**TASK TO COMPLETE:** Reproduce every one of the items below word for word, keeping each line as it appears.

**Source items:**
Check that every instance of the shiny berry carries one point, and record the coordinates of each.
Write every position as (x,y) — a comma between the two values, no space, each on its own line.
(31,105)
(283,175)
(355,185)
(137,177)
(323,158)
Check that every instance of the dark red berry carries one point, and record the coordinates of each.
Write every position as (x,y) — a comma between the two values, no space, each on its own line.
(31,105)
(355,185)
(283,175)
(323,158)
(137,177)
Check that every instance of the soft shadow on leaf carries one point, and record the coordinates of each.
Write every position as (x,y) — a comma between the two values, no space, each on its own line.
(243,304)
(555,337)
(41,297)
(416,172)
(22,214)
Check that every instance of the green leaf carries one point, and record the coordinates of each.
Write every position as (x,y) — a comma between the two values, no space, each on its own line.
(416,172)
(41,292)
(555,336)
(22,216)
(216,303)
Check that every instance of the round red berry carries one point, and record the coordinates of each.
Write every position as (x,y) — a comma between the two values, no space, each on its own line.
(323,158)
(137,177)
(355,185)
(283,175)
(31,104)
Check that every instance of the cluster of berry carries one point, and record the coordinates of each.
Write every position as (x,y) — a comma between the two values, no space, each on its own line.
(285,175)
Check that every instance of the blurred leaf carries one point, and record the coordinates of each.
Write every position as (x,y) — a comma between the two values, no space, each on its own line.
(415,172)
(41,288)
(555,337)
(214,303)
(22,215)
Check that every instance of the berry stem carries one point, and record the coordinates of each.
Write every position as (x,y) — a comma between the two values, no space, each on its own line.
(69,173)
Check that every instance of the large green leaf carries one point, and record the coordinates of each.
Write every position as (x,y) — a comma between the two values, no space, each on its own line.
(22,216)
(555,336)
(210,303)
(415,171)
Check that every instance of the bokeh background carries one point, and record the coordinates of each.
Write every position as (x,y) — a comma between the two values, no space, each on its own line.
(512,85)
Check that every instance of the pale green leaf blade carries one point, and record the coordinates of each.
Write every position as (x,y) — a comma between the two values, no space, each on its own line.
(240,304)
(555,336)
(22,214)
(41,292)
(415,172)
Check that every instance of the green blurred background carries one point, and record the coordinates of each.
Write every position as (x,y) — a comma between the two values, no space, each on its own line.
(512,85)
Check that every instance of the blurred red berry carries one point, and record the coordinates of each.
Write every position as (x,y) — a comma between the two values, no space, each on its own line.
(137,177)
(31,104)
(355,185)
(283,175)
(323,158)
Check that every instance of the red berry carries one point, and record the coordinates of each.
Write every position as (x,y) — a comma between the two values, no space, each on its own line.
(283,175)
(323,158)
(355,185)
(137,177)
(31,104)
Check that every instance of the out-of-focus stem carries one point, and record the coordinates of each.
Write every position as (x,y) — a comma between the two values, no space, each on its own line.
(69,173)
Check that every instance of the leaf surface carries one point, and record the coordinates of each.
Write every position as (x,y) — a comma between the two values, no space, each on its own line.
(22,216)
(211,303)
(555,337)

**ANSWER BELOW:**
Check that every instance of the shiny berry carries one point, and record the coordinates of each.
Write every position as (x,y) — a comma between the two values, no space, each on its own line.
(31,105)
(283,175)
(355,185)
(137,177)
(323,158)
Check that every instance of the dark red berry carries one point, and record the coordinates of each.
Write every position as (x,y) — a comma between the two values, no space, each on its own line.
(31,105)
(355,185)
(283,175)
(323,158)
(137,177)
Check that every instance of the soft shadow on leaf carries one point, and record the coordinates of each.
Write every position as (x,y) — a comma between the two values, no space, each on its own line.
(243,304)
(555,337)
(41,297)
(416,172)
(22,214)
Check that every instance of the green leaf carries one point, and record the coordinates of each.
Write every position as (x,y) — a comma between the two values, no space, each on its own line.
(416,172)
(41,292)
(555,336)
(22,216)
(216,303)
Check that every instance of the round red berry carries one point, and record the coordinates of each.
Write every position as (x,y) — a comma between the two values, no space, each on its own line.
(323,158)
(137,177)
(355,185)
(283,175)
(31,104)
Check that every instance of the cluster of berry carries one point, and record the coordinates of each.
Write every position as (x,y) — a comma between the two values, no space, each on its own line.
(285,175)
Check that every instance of the blurred leaf carries one point, and record the coordinates of each.
Write every position as (x,y) — a comma between the two values, no space, each on its own line.
(415,172)
(41,288)
(555,337)
(214,303)
(22,215)
Check that every instance of the berry stem carries one point, and record the coordinates of each.
Write every position as (x,y) — a comma between the two values, no space, each on its own line.
(69,173)
Check that every instance of the large green leaf carries one point, and record the coordinates of each.
Write every position as (x,y) — a comma between the two values, no space, each on its own line.
(22,216)
(555,336)
(210,303)
(415,171)
Check that every instance of the bokeh background carries one point, and record the coordinates of each.
Write every position as (x,y) — a comma between the two values, no space, each on its own line.
(512,85)
Check that every instance of the pale green leaf blade carries one point, and record the coordinates of each.
Write every position as (x,y) — a comma between the two values, no space, each on its own line.
(240,304)
(555,336)
(22,214)
(41,292)
(415,172)
Check that every instance of the green blurred background carries one point, and record the coordinates of each.
Write every position as (x,y) — a comma between the two values, no space, each on its own line.
(512,85)
Check that every instance of the blurred red berry carries one point, and record the coordinates of each.
Write every position as (x,y) — a comma between the two values, no space, each on its own line.
(137,177)
(31,104)
(355,185)
(283,175)
(323,158)
Check that every instance of the red berry carries one point, and record the coordinates of each.
Write every position as (x,y) — a comma between the two values, no space, each on its own line.
(283,175)
(323,158)
(355,185)
(137,177)
(31,104)
Check that every instance of the out-of-focus stem carries one point, and record the coordinates of each.
Write every position as (x,y) — a comma between the two values, no space, each on its own line.
(69,173)
Check that every instance of the leaf surface carries one point, and record the coordinates of each.
Write every position as (x,y) — a comma between the two values, no space, each on its own line.
(22,216)
(211,303)
(555,337)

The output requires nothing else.